* _Data in this exercise_
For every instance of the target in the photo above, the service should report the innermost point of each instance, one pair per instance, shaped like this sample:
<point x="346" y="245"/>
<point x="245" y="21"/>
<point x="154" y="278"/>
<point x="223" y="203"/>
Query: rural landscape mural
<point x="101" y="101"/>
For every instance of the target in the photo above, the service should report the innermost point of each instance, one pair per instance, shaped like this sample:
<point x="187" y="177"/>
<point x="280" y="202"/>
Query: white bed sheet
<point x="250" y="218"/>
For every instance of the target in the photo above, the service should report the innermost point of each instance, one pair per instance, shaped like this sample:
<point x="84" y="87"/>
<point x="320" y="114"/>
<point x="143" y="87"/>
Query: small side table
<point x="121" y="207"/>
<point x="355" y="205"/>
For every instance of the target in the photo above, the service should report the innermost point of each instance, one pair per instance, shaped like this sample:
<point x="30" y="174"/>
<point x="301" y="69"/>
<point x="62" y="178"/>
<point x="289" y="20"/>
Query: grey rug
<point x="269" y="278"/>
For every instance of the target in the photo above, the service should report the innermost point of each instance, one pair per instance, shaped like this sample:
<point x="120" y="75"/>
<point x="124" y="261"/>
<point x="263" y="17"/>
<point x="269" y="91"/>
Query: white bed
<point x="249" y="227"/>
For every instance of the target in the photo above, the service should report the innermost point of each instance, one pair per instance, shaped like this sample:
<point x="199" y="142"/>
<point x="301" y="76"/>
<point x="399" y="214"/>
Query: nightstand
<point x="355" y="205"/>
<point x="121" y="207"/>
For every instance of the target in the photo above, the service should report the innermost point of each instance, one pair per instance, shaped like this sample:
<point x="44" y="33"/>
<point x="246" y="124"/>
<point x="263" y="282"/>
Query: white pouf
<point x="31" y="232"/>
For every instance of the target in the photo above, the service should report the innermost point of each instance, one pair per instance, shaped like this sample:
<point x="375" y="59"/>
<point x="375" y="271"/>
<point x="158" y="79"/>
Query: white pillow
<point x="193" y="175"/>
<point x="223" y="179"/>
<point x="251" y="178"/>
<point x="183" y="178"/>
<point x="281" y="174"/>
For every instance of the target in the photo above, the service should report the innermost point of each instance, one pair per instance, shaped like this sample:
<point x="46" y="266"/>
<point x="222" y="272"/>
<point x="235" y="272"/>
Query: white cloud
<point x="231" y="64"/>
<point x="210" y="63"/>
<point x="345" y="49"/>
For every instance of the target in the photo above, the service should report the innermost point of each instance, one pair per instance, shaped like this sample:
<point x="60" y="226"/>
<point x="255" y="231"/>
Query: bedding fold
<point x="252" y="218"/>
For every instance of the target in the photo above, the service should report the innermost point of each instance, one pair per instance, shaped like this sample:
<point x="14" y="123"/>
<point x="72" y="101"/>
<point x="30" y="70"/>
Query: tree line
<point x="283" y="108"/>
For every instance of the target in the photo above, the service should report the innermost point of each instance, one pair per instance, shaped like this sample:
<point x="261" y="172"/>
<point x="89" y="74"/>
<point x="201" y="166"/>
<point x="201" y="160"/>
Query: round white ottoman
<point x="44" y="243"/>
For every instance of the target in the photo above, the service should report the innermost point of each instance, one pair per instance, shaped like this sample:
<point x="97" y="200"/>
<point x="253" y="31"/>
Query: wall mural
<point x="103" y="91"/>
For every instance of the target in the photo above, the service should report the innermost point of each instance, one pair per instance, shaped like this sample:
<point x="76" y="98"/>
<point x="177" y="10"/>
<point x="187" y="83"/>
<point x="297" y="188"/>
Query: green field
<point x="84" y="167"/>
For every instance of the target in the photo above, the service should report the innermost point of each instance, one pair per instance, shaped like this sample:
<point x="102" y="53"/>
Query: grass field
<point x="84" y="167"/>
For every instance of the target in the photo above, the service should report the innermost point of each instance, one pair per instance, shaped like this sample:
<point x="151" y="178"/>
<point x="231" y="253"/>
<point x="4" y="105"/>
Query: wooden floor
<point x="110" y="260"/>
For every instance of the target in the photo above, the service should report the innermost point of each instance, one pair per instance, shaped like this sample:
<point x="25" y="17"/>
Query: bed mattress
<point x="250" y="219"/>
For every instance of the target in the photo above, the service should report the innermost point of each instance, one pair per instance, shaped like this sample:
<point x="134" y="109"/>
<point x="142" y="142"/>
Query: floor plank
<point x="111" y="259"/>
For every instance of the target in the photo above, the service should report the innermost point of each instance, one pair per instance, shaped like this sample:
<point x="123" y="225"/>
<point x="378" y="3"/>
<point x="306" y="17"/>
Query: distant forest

* _The request_
Restate the data above exactly, keeping each word as it stands.

* _Answer for this exercise_
For every instance of the target in the photo above, the service should report the innermost point of each instance, one pair per instance, shaped like this sample:
<point x="346" y="245"/>
<point x="245" y="21"/>
<point x="154" y="278"/>
<point x="223" y="203"/>
Query: rural landscape mural
<point x="101" y="101"/>
For every instance of the target in the photo above, the service should report the innermost point of each instance, one pair per instance, shaped like this sample:
<point x="187" y="177"/>
<point x="280" y="202"/>
Query: white bed sheet
<point x="250" y="218"/>
For every instance of the target in the photo above, the service should report the innermost point of each instance, one pair per instance, shaped like this sample:
<point x="84" y="87"/>
<point x="320" y="114"/>
<point x="143" y="87"/>
Query: small side table
<point x="121" y="207"/>
<point x="355" y="205"/>
For every instance of the target in the photo above, the service should report the innermost point of each instance, one pair per instance, shaped like this sample:
<point x="30" y="174"/>
<point x="301" y="69"/>
<point x="62" y="178"/>
<point x="289" y="20"/>
Query: grey rug
<point x="269" y="278"/>
For every instance of the target in the photo above, the service should report the innermost point of each instance, one pair per instance, shaped like this sample:
<point x="120" y="75"/>
<point x="124" y="261"/>
<point x="263" y="17"/>
<point x="269" y="91"/>
Query: white bed
<point x="249" y="227"/>
For every instance of the target in the photo above, the service should report the innermost point of each instance, one pair per instance, shaped like this sample:
<point x="199" y="142"/>
<point x="301" y="76"/>
<point x="399" y="214"/>
Query: nightstand
<point x="355" y="205"/>
<point x="121" y="207"/>
For every instance of the target in the photo above, the service should report the innermost point of each instance, one pair per instance, shaped like this sample:
<point x="44" y="33"/>
<point x="246" y="124"/>
<point x="263" y="282"/>
Query: white pouf
<point x="31" y="232"/>
For every instance of the target in the photo above, the service should report the innermost point of each instance, one pair per instance, shaped like this sample:
<point x="375" y="59"/>
<point x="375" y="271"/>
<point x="158" y="79"/>
Query: white pillow
<point x="193" y="175"/>
<point x="223" y="179"/>
<point x="251" y="178"/>
<point x="183" y="178"/>
<point x="281" y="174"/>
For every instance of the target in the photo above, the service should report the innermost point of each instance, one pair per instance, shaped like this sample:
<point x="46" y="266"/>
<point x="222" y="272"/>
<point x="235" y="272"/>
Query: white cloud
<point x="231" y="64"/>
<point x="210" y="63"/>
<point x="345" y="49"/>
For every instance of the target in the photo above, the service should report the innermost point of each instance, one pair per instance, shaped like this sample:
<point x="60" y="226"/>
<point x="255" y="231"/>
Query: bedding fold
<point x="252" y="218"/>
For every instance of the target in the photo above, the service should report the innermost point of each instance, one pair per instance, shaped like this sample:
<point x="14" y="123"/>
<point x="72" y="101"/>
<point x="30" y="70"/>
Query: tree line
<point x="283" y="108"/>
For every instance of the target in the photo above, the service should report the innermost point of each instance, one pair per instance, shaped like this sample:
<point x="261" y="172"/>
<point x="89" y="74"/>
<point x="201" y="166"/>
<point x="201" y="160"/>
Query: round white ottoman
<point x="44" y="243"/>
For every instance of the target in the photo above, the service should report the innermost point of each instance, one pair per instance, shaped like this sample:
<point x="97" y="200"/>
<point x="253" y="31"/>
Query: wall mural
<point x="103" y="91"/>
For every instance of the target in the photo above, the service should report the innermost point of each instance, one pair per instance, shaped like this sample:
<point x="76" y="98"/>
<point x="177" y="10"/>
<point x="187" y="83"/>
<point x="297" y="188"/>
Query: green field
<point x="84" y="167"/>
For every instance of the target in the photo above, the service should report the innermost point of each instance, one pair per instance, shaped like this sample:
<point x="102" y="53"/>
Query: grass field
<point x="84" y="167"/>
For every instance of the target in the photo above, the service should report the innermost point of each instance, one pair per instance, shaped like this sample:
<point x="151" y="178"/>
<point x="231" y="253"/>
<point x="4" y="105"/>
Query: wooden floor
<point x="110" y="260"/>
For every instance of the target in the photo above, the service should report the innermost point of each instance, one pair per instance, shaped like this sample:
<point x="25" y="17"/>
Query: bed mattress
<point x="250" y="219"/>
For every instance of the target in the photo above, the service should report the innermost point of each instance, one pair per instance, shaped like this sample:
<point x="134" y="109"/>
<point x="142" y="142"/>
Query: floor plank
<point x="111" y="259"/>
For every instance of the target in the photo above, the service should report the innermost point of each instance, one pair per instance, shaped like this sample:
<point x="123" y="225"/>
<point x="378" y="3"/>
<point x="306" y="17"/>
Query: distant forest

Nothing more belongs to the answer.